§ **Set problem**
Below is the data. Give it again, complete and exact.

§ **Records for the task**
* begin *
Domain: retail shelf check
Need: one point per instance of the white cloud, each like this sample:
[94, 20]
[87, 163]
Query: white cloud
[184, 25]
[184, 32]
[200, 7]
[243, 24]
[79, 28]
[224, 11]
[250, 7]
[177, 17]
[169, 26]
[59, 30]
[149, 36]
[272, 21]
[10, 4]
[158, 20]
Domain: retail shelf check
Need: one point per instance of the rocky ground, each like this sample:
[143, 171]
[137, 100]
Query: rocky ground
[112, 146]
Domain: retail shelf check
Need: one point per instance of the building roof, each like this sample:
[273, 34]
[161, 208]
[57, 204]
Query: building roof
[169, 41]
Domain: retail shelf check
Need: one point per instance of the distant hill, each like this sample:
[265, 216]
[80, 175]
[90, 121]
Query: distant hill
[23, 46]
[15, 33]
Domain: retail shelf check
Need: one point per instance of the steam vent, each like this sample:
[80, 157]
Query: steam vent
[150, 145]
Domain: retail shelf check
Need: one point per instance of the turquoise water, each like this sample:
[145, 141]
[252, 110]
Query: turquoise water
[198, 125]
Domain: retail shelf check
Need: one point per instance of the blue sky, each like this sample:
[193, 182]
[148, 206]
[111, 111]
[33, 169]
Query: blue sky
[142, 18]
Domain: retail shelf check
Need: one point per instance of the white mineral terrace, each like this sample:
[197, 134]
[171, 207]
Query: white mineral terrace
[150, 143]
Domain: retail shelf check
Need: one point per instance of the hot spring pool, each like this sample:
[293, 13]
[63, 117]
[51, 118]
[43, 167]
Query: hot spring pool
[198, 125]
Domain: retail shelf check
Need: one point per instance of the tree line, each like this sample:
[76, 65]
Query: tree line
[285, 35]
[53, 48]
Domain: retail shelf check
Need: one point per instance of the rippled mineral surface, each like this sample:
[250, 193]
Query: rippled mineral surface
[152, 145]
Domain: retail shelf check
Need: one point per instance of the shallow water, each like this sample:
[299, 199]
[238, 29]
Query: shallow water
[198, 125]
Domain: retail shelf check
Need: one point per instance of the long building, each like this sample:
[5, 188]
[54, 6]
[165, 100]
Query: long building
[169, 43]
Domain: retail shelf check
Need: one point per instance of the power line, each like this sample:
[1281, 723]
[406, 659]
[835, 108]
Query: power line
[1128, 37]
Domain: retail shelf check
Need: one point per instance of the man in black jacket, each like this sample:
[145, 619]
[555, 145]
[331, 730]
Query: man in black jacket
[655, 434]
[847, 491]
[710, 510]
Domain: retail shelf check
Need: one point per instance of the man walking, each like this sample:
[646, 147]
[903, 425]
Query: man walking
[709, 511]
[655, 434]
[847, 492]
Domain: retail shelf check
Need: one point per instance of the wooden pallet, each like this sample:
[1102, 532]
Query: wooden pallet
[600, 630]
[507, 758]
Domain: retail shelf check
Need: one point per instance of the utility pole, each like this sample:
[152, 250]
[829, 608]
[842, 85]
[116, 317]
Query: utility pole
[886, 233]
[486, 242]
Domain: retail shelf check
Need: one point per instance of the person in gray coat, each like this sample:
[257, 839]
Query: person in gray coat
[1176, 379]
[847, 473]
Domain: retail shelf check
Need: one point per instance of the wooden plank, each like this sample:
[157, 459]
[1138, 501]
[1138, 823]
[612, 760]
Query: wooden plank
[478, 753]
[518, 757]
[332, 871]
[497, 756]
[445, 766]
* end *
§ **Answer in full**
Domain: retail shelf check
Need: one point per instance of the white cloud, each like this sample:
[94, 20]
[87, 163]
Query: white cloud
[184, 25]
[184, 32]
[200, 7]
[243, 24]
[79, 28]
[224, 11]
[250, 7]
[177, 17]
[169, 26]
[59, 30]
[149, 36]
[272, 21]
[10, 4]
[158, 20]
Domain: retail shelf check
Need: one point per instance of the rocky ground, each like this sample:
[143, 171]
[137, 100]
Query: rocky ground
[112, 146]
Domain: retail shelf check
Need: one point per instance of the building roof, each like this sample:
[273, 34]
[161, 208]
[57, 204]
Query: building roof
[169, 41]
Domain: retail shelf check
Need: one point per instance of the distant hill, each like this sample:
[265, 216]
[80, 175]
[90, 121]
Query: distant hill
[23, 46]
[15, 33]
Domain: retail shelf check
Need: one point per instance of the steam vent, each like this sample:
[80, 157]
Query: steam vent
[150, 145]
Domain: retail shelf check
Need: one point per instance of the turquoise water, each like this sample:
[145, 141]
[252, 110]
Query: turquoise water
[198, 125]
Domain: retail shelf check
Need: one point per instance of the blue sky, each like this sample:
[193, 182]
[148, 206]
[111, 111]
[33, 169]
Query: blue sky
[142, 18]
Domain: retail shelf check
Need: one point per instance of the white mineral terrace, each like this sample:
[197, 134]
[171, 207]
Query: white mineral terrace
[150, 143]
Domain: retail shelf check
Need: one point per instance of the hot spring pool, each like this sample:
[293, 13]
[63, 117]
[51, 118]
[43, 167]
Query: hot spring pool
[198, 125]
Domain: retail shelf check
Need: one point per instance of the tree line, each like this sample:
[76, 65]
Query: tree line
[285, 35]
[53, 48]
Domain: retail shelf check
Need: one point per instance of the rippled mineral surface, each like this sample:
[250, 193]
Query: rippled mineral surface
[152, 145]
Domain: retail shelf check
Need: one point per instance of the shallow water, each like this sample:
[299, 199]
[238, 29]
Query: shallow water
[198, 125]
Domain: retail shelf check
Need: one point per instance of the long building, each like this sample:
[5, 188]
[54, 6]
[165, 100]
Query: long building
[169, 43]
Domain: retail shelf check
Need: one point per instance of the power line, each like this sample:
[1281, 723]
[406, 659]
[835, 108]
Query: power line
[1128, 37]
Domain: retail shelf check
Need: one point per instance of the man in black jacket, each like this sample:
[145, 619]
[555, 145]
[331, 730]
Query: man in black jacket
[655, 434]
[847, 491]
[710, 510]
Domain: retail shelf check
Need: one point per instance of the man walking, each like this sample:
[646, 147]
[903, 425]
Query: man walking
[709, 511]
[655, 434]
[847, 492]
Domain: retail shelf check
Need: one point per instance of the wooden pallet, each like this sample:
[1102, 532]
Query: wooden pallet
[600, 630]
[507, 758]
Domain: retail shelf check
Need: one point per instance of the utility pole, each like this sample:
[152, 250]
[829, 608]
[842, 85]
[116, 317]
Query: utility pole
[886, 233]
[486, 242]
Domain: retail shelf check
Need: one point per instance of the person in gray coat, each like this sample:
[257, 839]
Query: person in gray coat
[1176, 379]
[847, 473]
Domain: retail shelf check
Need: one point per instance of the wooden plank, each like this sample:
[157, 459]
[1138, 501]
[1138, 823]
[612, 760]
Query: wooden plank
[478, 753]
[518, 757]
[332, 871]
[497, 756]
[445, 766]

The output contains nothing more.